Given information

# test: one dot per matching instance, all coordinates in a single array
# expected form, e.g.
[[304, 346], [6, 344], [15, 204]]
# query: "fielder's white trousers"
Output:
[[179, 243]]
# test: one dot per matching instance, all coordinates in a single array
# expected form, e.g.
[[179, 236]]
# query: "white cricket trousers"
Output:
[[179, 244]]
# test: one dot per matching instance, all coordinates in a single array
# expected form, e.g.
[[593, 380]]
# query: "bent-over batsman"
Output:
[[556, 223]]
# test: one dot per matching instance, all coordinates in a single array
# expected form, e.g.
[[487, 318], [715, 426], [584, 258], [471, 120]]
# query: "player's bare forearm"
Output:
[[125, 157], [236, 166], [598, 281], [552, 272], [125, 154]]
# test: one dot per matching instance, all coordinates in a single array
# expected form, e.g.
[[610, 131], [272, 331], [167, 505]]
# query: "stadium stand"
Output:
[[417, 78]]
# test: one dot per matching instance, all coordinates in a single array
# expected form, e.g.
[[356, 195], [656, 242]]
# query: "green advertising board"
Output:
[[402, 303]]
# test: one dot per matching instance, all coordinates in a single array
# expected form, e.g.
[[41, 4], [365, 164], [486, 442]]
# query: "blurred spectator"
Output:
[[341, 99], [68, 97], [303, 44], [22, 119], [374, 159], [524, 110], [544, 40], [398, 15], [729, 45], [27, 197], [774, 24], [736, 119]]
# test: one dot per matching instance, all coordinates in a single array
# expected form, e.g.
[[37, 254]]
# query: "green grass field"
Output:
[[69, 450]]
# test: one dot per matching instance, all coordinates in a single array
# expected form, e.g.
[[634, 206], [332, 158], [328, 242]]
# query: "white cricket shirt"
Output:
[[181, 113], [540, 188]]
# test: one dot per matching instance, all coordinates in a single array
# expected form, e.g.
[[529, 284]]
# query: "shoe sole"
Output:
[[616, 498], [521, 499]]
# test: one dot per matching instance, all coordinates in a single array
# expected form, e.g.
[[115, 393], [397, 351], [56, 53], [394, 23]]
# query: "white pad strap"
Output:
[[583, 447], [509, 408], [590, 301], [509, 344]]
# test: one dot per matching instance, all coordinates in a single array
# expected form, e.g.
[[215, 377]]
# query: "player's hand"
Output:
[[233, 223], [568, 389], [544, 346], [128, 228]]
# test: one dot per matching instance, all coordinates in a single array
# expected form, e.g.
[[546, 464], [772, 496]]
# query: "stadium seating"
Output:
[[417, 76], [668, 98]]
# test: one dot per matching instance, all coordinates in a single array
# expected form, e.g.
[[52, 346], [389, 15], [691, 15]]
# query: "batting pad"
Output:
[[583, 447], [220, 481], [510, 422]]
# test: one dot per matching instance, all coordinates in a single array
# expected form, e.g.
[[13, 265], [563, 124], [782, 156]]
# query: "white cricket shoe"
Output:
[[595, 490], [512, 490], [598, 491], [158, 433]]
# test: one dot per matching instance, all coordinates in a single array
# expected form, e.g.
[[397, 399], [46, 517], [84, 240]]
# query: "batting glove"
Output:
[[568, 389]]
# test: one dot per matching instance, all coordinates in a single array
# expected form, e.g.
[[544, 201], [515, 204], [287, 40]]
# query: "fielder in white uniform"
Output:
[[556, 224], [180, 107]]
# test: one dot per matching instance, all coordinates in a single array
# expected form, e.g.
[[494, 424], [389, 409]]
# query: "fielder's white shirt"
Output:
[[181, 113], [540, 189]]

Aim
Each record should come back exactly as written.

Task result
# test: one dot per matching instance, all coordinates in a single array
# expected form, e.g.
[[304, 346], [6, 344], [15, 204]]
# query: "fielder's white trousers"
Output:
[[179, 243]]
# test: one dot per matching instance, all coordinates in a single array
# expected form, e.g.
[[179, 236]]
# query: "white cricket trousers"
Output:
[[179, 244]]
# test: one dot per matching instance, all coordinates in a single array
# expected form, e.g.
[[593, 380]]
# query: "bent-over batsman"
Output:
[[556, 223]]
# test: one dot per matching instance, all coordinates in a single array
# expected form, e.g.
[[487, 318], [715, 426], [584, 258], [471, 120]]
# query: "player's bare forearm"
Output:
[[125, 157], [236, 166], [598, 281], [552, 272], [125, 154]]
# test: one dot per matching instance, all coordinates in a single array
# expected form, e.g.
[[610, 131], [272, 331], [167, 505]]
# query: "stadium stand"
Output:
[[417, 78]]
# test: one dot per matching instance, all coordinates in a single array
# expected form, e.g.
[[356, 195], [656, 242]]
# query: "green advertising board"
Output:
[[402, 303]]
# test: one dot per matching instance, all coordinates in a single array
# expected form, e.g.
[[41, 4], [365, 164], [486, 442]]
# query: "blurred spectator"
Output:
[[341, 99], [68, 97], [303, 44], [22, 119], [374, 159], [524, 110], [544, 40], [398, 15], [729, 45], [27, 197], [774, 24], [736, 119]]
# test: one dot per matching instance, all coordinates in a single array
# expected form, e.g.
[[37, 254]]
# query: "green grass field"
Output:
[[69, 450]]
# test: one dot per matching instance, all coordinates in a single array
# expected form, e.g.
[[634, 206], [332, 158], [328, 242]]
# query: "white cricket shirt"
Output:
[[181, 113], [540, 188]]
# test: one dot per matching instance, all coordinates in a single array
# expected form, e.g.
[[529, 284]]
# query: "shoe sole"
Output:
[[616, 498], [521, 499]]
# test: one dot per matching instance, all coordinates in a single array
# expected form, e.g.
[[115, 393], [397, 351], [56, 53], [394, 23]]
# query: "white pad strap"
Output:
[[583, 447], [509, 408], [590, 301], [509, 344]]
# test: one dot per matching instance, all coordinates in a single array
# expected form, e.g.
[[215, 377]]
# query: "player's hand"
Output:
[[233, 223], [568, 389], [544, 346], [128, 228]]
# test: one dot per matching instance, all coordinates in a single array
# expected form, e.g.
[[546, 464], [772, 496]]
# query: "stadium seating"
Output:
[[417, 76], [668, 98]]
# test: one dot per matching instance, all coordinates in a single array
# expected form, e.g.
[[52, 346], [389, 15], [691, 15]]
# query: "batting pad"
Output:
[[583, 447], [220, 481], [510, 422]]
# test: one dot per matching instance, all coordinates in a single array
# expected form, e.g.
[[13, 265], [563, 124], [782, 156]]
# query: "white cricket shoe"
Output:
[[595, 490], [512, 490], [598, 491], [158, 433]]
# test: one dot per matching instance, all coordinates in a single array
# expected form, e.g.
[[397, 399], [46, 517], [84, 240]]
# query: "batting glove"
Output:
[[568, 389]]
# test: one dot per matching instance, all coordinates in a single array
# expected form, e.g.
[[544, 201], [515, 204], [287, 40]]
# query: "fielder in white uniform"
Output:
[[556, 224], [180, 107]]
# test: one dot per matching instance, all coordinates in a single array
# expected form, e.g.
[[494, 424], [389, 409]]
# query: "fielder's white shirt"
Output:
[[181, 113], [540, 189]]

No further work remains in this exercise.